Extracts from a box-labeled dataset
========

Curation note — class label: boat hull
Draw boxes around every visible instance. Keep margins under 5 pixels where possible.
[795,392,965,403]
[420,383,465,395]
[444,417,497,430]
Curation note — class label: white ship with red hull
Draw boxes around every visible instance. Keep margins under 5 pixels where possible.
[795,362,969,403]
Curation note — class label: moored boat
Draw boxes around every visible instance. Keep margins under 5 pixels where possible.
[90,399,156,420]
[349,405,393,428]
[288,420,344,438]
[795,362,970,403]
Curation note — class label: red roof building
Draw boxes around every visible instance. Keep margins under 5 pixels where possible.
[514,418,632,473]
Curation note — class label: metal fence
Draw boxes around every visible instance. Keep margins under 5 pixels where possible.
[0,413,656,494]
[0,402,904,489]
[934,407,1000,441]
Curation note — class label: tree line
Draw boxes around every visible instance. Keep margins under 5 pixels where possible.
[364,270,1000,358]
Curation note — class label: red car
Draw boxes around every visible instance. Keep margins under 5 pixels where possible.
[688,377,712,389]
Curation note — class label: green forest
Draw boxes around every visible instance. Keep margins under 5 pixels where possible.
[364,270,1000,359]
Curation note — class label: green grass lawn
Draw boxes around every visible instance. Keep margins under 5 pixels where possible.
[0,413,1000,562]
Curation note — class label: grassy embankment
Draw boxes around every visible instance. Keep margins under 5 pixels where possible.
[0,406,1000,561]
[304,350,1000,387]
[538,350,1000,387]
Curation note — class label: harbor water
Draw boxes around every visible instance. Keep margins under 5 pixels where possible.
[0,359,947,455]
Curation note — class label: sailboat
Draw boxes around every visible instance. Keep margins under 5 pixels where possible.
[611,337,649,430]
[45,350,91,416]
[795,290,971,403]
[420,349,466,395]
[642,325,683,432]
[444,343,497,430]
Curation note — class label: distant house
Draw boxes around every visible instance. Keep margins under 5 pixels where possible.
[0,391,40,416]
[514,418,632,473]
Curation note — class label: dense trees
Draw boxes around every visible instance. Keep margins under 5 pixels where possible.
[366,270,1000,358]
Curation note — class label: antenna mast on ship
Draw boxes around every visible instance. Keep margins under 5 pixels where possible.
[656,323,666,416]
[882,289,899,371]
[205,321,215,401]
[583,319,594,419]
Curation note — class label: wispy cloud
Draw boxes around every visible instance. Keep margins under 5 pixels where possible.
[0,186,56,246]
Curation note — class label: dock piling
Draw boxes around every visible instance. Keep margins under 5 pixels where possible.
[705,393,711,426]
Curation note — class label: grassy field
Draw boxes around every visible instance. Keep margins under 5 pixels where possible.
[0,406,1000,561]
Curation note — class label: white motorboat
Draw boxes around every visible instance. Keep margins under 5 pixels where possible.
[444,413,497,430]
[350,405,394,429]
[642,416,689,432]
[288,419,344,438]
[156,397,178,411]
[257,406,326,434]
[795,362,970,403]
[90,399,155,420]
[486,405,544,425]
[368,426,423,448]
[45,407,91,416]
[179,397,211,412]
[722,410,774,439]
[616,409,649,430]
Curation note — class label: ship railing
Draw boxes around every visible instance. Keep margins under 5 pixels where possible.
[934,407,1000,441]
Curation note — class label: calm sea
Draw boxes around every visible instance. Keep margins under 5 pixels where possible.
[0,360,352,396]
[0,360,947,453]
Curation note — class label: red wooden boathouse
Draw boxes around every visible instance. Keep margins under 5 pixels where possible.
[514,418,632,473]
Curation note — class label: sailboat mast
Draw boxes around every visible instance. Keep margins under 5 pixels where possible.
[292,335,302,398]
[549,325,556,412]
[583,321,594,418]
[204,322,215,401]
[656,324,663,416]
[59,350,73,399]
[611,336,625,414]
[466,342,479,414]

========

Task brief.
Please duplicate the part of the rows that opens with their first line and closes with the line containing "[688,377,712,389]", both ends included, reproducing each line exactly.

Expected output.
Curation note — class label: boat hull
Draw boxes around every visible instance. Keep margins under 5 pixels where possible.
[795,392,965,403]
[420,383,465,395]
[444,417,497,430]
Curation note — class label: white ship with red hull
Draw boxes around every visible instance. Keep margins under 5 pixels where possible.
[795,362,969,403]
Curation note — class label: moored boat
Draw boxes around every visible instance. Keep margins under 5 pixels where possible.
[90,399,156,420]
[349,405,393,428]
[288,420,344,438]
[795,362,970,403]
Curation note — class label: red roof building
Draw boxes around every visible instance. Keep margins under 5 pixels where possible.
[514,418,632,473]
Curation note — class label: metal fence
Draw boxes around every visible instance. Keep margins under 5 pixels where possible.
[0,413,656,494]
[0,402,904,489]
[934,407,1000,441]
Curation note — class label: tree line
Draw boxes around every visible instance. Keep margins under 5 pixels where possible.
[364,270,1000,358]
Curation note — class label: red car
Draw boxes around every visible instance. Keep margins under 5 pixels where possible.
[688,377,712,389]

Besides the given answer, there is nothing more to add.